Convert the listing below into a numbered list with one item per line, leaving out any blank lines.

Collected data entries
..............................

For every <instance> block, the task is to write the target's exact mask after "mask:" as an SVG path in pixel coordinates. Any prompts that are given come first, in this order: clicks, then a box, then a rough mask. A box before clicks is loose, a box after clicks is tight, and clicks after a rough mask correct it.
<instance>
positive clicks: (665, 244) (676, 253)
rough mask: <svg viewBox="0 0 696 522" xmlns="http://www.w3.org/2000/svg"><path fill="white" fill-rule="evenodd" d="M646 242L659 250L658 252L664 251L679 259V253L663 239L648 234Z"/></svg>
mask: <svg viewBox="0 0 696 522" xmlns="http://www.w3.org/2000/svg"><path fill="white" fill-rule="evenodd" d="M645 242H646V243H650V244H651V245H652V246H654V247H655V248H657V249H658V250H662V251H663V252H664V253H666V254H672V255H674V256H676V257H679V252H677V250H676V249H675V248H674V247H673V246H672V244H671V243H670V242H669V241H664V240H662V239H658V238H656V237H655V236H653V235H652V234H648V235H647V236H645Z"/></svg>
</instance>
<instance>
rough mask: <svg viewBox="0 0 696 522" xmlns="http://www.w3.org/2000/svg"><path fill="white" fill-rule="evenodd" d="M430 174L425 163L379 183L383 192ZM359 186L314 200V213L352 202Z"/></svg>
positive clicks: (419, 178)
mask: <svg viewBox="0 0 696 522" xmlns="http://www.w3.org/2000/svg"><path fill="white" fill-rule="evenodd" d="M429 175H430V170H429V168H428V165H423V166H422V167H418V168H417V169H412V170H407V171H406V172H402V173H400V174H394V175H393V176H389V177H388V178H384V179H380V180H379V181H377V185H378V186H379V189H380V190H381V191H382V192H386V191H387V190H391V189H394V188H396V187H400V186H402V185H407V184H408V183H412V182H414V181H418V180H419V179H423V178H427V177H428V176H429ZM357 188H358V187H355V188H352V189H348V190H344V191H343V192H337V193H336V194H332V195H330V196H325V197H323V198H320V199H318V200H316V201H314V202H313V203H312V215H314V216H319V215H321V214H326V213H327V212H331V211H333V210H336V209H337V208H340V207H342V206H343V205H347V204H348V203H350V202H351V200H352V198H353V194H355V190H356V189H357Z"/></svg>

..............................

Answer to this exercise:
1. For every <instance> block, the task is to write the target's exact mask after "mask:" as an SVG path in pixel coordinates. Any prompts that are given come first, in this order: clicks, then a box, then a rough mask. A box before clicks is loose, a box after clicks is tight, and clicks after a rough mask correct it.
2. <instance>
3. positive clicks: (665, 244) (676, 253)
4. rough mask: <svg viewBox="0 0 696 522" xmlns="http://www.w3.org/2000/svg"><path fill="white" fill-rule="evenodd" d="M646 242L659 250L658 252L664 251L679 259V253L663 239L648 234Z"/></svg>
5. mask: <svg viewBox="0 0 696 522" xmlns="http://www.w3.org/2000/svg"><path fill="white" fill-rule="evenodd" d="M645 242H646V243H650V244H651V245H652V246H654V247H655V248H657V249H658V250H662V251H663V252H664V253H666V254H672V255H674V256H676V257H679V252H677V250H676V249H675V248H674V247H673V246H672V244H671V243H670V242H669V241H664V240H662V239H658V238H656V237H655V236H653V235H652V234H648V235H647V236H645Z"/></svg>
6. </instance>
7. <instance>
8. rough mask: <svg viewBox="0 0 696 522" xmlns="http://www.w3.org/2000/svg"><path fill="white" fill-rule="evenodd" d="M430 174L425 163L379 183L383 192ZM359 186L314 200V213L352 202Z"/></svg>
9. positive clicks: (419, 178)
10. mask: <svg viewBox="0 0 696 522" xmlns="http://www.w3.org/2000/svg"><path fill="white" fill-rule="evenodd" d="M429 175H430V170H429V168H428V165H423V166H422V167H418V168H417V169H412V170H407V171H406V172H402V173H400V174H394V175H393V176H389V177H388V178H384V179H380V180H379V181H377V185H378V186H379V189H380V190H381V191H382V192H386V191H387V190H391V189H394V188H396V187H400V186H402V185H407V184H408V183H412V182H414V181H418V180H419V179H423V178H427V177H428V176H429ZM357 188H358V187H355V188H352V189H348V190H344V191H343V192H337V193H336V194H332V195H330V196H325V197H323V198H320V199H318V200H316V201H314V202H313V203H312V215H314V216H319V215H321V214H326V213H327V212H331V211H333V210H336V209H337V208H340V207H342V206H343V205H347V204H348V203H350V202H351V200H352V198H353V194H355V190H356V189H357Z"/></svg>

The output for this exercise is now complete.